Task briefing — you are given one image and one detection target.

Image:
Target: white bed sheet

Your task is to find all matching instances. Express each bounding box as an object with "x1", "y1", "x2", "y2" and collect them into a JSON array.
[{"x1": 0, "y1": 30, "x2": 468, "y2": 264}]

WHAT TO PRODUCE: Reproduce the entire listing above character for character.

RESULT:
Task briefing — you are given one image and one detection target.

Image:
Target: white bed sheet

Your task is to find all matching instances. Express each bounding box as an object with "x1", "y1", "x2", "y2" and collect them into a JSON array.
[{"x1": 0, "y1": 30, "x2": 468, "y2": 264}]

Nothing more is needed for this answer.